— What you are asked to do —
Once you find a line containing the word "white" in the entries below, copy it.

— Record set —
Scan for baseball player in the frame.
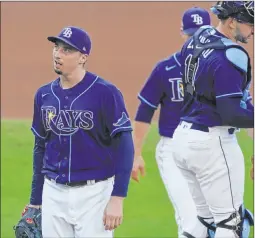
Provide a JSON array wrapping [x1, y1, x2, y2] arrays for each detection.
[[172, 1, 254, 237], [131, 7, 213, 237], [18, 26, 134, 237]]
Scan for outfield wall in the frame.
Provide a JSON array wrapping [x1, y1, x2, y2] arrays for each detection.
[[2, 2, 253, 119]]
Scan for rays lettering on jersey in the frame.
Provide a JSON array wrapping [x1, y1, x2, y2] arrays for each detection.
[[169, 78, 184, 102], [41, 106, 94, 136]]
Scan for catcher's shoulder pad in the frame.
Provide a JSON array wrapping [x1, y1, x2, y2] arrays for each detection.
[[221, 38, 248, 73], [225, 47, 248, 73], [220, 38, 239, 47], [14, 206, 42, 238]]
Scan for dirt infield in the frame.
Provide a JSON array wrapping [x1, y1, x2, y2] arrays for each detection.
[[2, 2, 254, 119]]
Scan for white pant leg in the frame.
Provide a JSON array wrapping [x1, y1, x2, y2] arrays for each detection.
[[42, 178, 75, 238], [202, 132, 244, 238], [156, 137, 198, 237], [172, 141, 213, 238], [173, 124, 245, 238], [74, 177, 114, 238], [42, 177, 114, 238]]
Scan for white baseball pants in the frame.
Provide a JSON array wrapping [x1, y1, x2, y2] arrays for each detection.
[[42, 176, 114, 238], [156, 136, 198, 237], [172, 121, 245, 238]]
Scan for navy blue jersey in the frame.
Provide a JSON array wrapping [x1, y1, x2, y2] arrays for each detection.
[[31, 71, 132, 183], [180, 27, 252, 127], [138, 52, 184, 137]]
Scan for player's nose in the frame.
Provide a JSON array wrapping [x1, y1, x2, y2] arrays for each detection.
[[53, 51, 61, 62], [53, 51, 62, 62]]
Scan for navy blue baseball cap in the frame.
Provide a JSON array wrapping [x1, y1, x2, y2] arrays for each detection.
[[47, 26, 92, 55], [182, 7, 211, 35]]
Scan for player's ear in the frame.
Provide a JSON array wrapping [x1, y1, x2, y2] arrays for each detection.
[[228, 17, 237, 30], [79, 54, 88, 64]]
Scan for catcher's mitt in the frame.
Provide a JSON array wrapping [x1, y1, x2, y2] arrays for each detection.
[[13, 205, 42, 238]]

— Answer area —
Scan for white pant leg in the frame.
Scan for white baseball pants in the frame.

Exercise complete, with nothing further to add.